### RECORDS SHOWN

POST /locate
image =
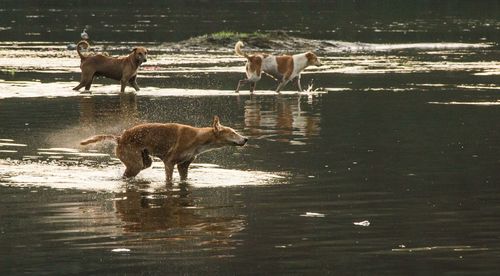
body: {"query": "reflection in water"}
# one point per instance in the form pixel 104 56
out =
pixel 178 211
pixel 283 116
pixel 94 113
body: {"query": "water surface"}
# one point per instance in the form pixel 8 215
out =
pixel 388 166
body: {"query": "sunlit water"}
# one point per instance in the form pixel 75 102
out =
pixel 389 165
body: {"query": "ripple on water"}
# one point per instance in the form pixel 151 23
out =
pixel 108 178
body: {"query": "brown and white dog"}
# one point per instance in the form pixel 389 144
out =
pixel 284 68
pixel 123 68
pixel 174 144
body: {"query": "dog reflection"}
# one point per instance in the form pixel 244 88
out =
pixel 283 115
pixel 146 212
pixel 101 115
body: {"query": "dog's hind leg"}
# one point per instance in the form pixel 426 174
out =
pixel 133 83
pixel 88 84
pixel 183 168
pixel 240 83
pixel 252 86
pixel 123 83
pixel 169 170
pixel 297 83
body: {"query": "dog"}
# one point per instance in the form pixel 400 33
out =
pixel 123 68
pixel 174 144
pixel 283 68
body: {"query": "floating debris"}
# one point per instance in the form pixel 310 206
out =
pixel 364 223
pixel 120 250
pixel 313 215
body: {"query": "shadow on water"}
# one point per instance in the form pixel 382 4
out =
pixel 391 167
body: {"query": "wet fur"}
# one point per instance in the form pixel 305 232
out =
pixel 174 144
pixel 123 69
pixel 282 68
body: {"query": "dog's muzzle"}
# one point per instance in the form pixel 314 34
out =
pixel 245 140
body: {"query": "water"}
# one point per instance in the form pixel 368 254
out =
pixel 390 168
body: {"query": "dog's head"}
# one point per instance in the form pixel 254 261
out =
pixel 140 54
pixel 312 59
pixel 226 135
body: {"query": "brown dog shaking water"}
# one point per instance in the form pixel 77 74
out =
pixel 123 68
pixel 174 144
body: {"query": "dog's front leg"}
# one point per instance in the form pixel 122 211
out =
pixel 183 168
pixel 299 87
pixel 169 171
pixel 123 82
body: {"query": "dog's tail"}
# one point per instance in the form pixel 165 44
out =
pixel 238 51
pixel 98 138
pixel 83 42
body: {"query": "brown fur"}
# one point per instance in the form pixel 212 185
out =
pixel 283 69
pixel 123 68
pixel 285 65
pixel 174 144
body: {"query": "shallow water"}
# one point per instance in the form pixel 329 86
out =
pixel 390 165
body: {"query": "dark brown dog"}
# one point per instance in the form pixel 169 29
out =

---

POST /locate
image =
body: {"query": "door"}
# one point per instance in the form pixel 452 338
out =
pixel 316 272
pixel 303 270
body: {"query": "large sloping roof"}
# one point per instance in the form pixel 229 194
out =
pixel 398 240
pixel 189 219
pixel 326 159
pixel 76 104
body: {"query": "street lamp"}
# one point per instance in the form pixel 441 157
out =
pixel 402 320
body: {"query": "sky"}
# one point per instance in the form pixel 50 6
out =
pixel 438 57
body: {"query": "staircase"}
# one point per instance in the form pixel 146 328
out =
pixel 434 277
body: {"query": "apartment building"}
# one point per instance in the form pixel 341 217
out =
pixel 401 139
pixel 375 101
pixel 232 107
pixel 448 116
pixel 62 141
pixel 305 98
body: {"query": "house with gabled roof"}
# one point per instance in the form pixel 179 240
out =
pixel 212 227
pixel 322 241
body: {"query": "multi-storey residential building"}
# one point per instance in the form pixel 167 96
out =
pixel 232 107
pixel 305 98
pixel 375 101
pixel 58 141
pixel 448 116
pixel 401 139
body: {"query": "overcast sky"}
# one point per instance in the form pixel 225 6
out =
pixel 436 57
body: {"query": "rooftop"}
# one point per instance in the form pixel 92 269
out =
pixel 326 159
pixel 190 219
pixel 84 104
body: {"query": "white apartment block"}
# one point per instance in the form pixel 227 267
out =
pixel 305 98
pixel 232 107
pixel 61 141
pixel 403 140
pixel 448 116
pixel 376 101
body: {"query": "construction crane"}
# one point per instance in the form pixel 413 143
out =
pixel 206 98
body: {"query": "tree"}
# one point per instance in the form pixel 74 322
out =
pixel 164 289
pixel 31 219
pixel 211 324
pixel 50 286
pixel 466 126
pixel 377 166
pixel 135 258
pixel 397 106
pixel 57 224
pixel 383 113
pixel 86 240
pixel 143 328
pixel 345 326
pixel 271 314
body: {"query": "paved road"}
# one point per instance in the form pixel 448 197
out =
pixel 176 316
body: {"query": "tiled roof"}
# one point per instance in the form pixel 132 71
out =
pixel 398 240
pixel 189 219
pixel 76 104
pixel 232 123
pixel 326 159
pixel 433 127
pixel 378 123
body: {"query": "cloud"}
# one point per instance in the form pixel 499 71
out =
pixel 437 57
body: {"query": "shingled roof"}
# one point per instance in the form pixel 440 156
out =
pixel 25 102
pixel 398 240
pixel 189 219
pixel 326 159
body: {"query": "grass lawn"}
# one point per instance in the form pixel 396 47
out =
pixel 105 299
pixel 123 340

...

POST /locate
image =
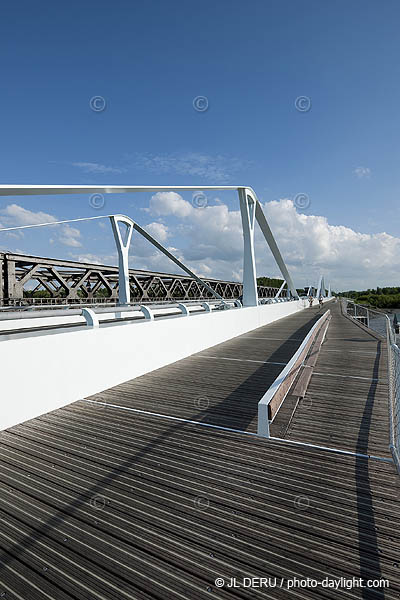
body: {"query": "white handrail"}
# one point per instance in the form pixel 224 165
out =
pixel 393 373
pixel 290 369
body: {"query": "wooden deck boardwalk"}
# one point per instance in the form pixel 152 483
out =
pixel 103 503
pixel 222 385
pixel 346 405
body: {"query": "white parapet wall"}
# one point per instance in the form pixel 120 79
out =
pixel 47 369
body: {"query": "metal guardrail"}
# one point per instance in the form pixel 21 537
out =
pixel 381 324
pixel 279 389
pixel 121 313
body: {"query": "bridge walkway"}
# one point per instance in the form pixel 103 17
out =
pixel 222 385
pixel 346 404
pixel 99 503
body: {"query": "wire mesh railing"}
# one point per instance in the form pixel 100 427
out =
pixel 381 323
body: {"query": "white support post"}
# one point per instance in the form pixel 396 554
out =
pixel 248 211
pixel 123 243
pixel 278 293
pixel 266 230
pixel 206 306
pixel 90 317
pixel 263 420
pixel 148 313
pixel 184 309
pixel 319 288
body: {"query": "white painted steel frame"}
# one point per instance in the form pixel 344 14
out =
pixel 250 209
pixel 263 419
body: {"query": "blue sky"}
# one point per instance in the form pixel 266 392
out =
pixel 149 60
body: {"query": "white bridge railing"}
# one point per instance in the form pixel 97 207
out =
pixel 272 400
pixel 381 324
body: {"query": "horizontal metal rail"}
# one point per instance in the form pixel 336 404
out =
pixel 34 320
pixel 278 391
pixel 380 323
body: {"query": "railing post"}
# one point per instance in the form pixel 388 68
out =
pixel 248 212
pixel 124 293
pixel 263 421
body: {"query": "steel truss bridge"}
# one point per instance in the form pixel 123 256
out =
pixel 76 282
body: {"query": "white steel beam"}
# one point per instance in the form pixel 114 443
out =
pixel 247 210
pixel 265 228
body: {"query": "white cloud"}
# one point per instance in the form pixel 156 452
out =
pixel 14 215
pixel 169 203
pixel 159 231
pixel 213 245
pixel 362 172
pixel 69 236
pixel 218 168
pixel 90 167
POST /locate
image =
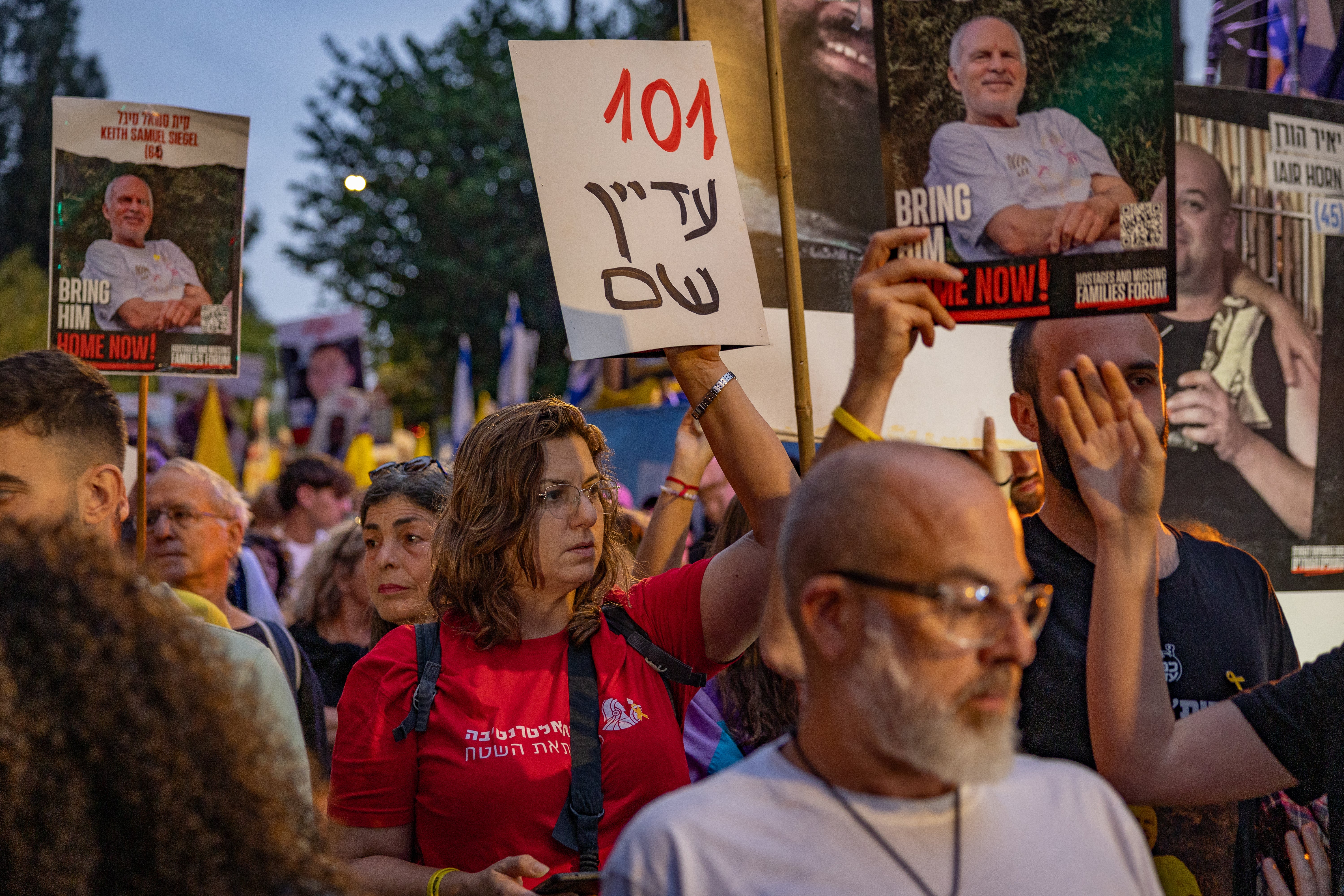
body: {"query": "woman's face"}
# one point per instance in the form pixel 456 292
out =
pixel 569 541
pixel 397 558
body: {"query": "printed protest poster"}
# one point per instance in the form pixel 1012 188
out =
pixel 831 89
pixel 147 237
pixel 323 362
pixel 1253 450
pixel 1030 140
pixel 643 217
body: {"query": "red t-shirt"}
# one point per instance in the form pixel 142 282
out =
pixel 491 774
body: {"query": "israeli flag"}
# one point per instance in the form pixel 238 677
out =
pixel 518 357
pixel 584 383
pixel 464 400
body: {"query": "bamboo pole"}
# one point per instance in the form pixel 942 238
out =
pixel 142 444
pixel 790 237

### TASK DETAILS
Check each line of the data above for the string "bridge", and copy the ones that have it.

### EXERCISE ANSWER
body: {"query": "bridge walkway"}
body: {"query": "white bridge railing"}
body: {"query": "steel truss bridge"}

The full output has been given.